▶ Problem 1:
Decide whether each statement agrees with the ClamAV scanning discussion below. Answer yes or no for each, and quote the words from the discussion that settle it. (a) The minimum allowed coverage is 90%. (b) The estimate assumes there are 2.5 million seconds in a month. (c) The reply says a file must pass through RAM before it reaches the ClamAV instance.
▶ Problem 2:
Extend the ClamAV scanning discussion below, picking up after its final sentence.

▶ Source:
=-=-=-=-=
Minimum allowed coverage is 85%

Generated by 🐒 cobertura-action against f20fb66

danswick · 2023-11-02T17:24:20Z

Some questions that came up during cowork:

Is there any additional risk to doing this scan from inside the Django app? If a potentially risky file exists, aren't we guaranteeing that it touches the app by scanning every file?
How should we handle inevitable ClamAV timeouts?
Once we start getting a lot more audits, ~how much compute/memory/etc are we going to need? If it takes 1 second to scan a file (which is likely a vast underestimate), and there are 2.5 million seconds in a month, we would outgrow a "monthly scan" cadence once we hit 2.5 million media files in S3 (which includes ~500k historic PDF files).
- Maybe we need to consider purging workbook files either annually or when a submission is complete.
What would ingress/egress costs look like to scan every file?
Could scanning files on the way out, every time, address the threat vector in question?
Could we just scan any time ClamAV or its definitions are updated? Would this qualify as a "periodic" scan?

jadudm · 2023-11-03T03:57:05Z

Q: Is there any additional risk to doing this scan from inside the Django app? If a potentially risky file exists, aren't we guaranteeing that it touches the app by scanning every file?
A: I'm not sure what tooling would be "safer" to load a file and pass it to ClamAV via HTTPS POST. No matter how you slice it, the file has to pass through RAM on its way to the "remote" ClamAV instance.
=-=-=-=-=
▶ Provided data:

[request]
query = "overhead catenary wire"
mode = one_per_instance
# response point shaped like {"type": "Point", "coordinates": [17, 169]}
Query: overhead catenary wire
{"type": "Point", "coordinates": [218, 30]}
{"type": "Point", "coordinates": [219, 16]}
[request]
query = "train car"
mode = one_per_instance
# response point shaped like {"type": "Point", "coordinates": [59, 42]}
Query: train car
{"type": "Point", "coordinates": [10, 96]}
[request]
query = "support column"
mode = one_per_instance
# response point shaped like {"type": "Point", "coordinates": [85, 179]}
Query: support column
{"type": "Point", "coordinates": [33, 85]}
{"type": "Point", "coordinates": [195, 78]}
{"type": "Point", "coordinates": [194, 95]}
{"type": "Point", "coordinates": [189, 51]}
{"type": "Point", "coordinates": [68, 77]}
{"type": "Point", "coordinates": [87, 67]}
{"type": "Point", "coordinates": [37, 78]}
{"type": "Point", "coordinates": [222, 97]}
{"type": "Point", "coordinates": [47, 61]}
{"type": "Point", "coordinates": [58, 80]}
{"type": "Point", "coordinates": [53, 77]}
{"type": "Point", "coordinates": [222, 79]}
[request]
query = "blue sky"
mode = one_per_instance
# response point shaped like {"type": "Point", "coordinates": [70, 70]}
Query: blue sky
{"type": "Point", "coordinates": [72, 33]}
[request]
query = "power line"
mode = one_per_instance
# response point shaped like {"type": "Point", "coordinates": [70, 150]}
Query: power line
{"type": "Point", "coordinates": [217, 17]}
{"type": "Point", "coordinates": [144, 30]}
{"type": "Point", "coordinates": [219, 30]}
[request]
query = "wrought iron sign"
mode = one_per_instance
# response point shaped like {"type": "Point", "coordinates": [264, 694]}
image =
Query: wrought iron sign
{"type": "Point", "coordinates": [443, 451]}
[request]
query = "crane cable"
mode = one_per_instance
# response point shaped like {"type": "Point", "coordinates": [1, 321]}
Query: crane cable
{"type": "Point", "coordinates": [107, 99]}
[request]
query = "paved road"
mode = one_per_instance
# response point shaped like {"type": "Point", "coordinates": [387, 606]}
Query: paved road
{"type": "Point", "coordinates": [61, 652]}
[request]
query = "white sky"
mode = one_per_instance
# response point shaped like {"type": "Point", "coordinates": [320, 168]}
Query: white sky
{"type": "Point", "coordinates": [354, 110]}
=-=-=-=-=
▶ Result 1:
(a) No: "Minimum allowed coverage is 85%"
(b) Yes: "there are 2.5 million seconds in a month"
(c) Yes: "No matter how you slice it, the file has to pass through RAM"

▶ Result 2:
A: No matter what, some code has to touch the production bucket to read the files and pass them to Clam.
A: This would run as an action, so it wouldn't exactly be running in the same space as the app. But, it has to touch our data.
A: I may be missing something here.

Q: How should we handle inevitable ClamAV timeouts?
A: It's a failed scan. Either we add a backoff and retry, or we call the file "no good" and quarantine it?
A: If the conn doesn't timeout naturally, we need to add a timeout.
A: This was a first step. We need something that can run and log, and that we can catch in NR. A documented mitigation plan, for the moment, would suffice.

Q: Once we start getting a lot more audits, ~how much compute/memory/etc are we going to need? If it takes 1 second to scan a file (which is likely a vast underestimate), and there are 2.5 million seconds in a month, we would outgrow a "monthly scan" cadence once we hit 2.5 million media files in S3 (which includes ~500k historic PDF files).
A: Hm.

(define pdfs 700000)
(define xlsx (* pdfs 4))
(define files (+ pdfs xlsx))
(define time-per-file 4)
(define total-time (* files time-per-file))
(define hours (/ (/ total-time 60) 60))
(define days (/ hours 24))
(define months (/ days 30))

gives me about ~5 months.

A1: We can do that twice a year!
A2: I have no idea how we address this.

Q: Maybe we need to consider purging workbook files either annually or when a submission is complete.
A: Or, monthly.
A: Or, zip them all every month, so there's only one file to scan per month.
A: Or, can we scan our backups? Those are compressed. Would that work? But, I have no idea how large a file you can pass to ClamAV... oh. Around 4GB. So... perhaps we create 2GB zips, and scan those?
A: Or, yep.

Q: What would ingress/egress costs look like to scan every file?
A: $0? Ingress/egress is to/from the internet? So, I think this would be S3 to our app, both of which are within the same GovCloud region. If this is true, then I think there is no ingress/egress between the app (running as an action) and the S3 storage.
A: We would want to check with cloud.gov.

Q: Could scanning files on the way out, every time, address the threat vector in question?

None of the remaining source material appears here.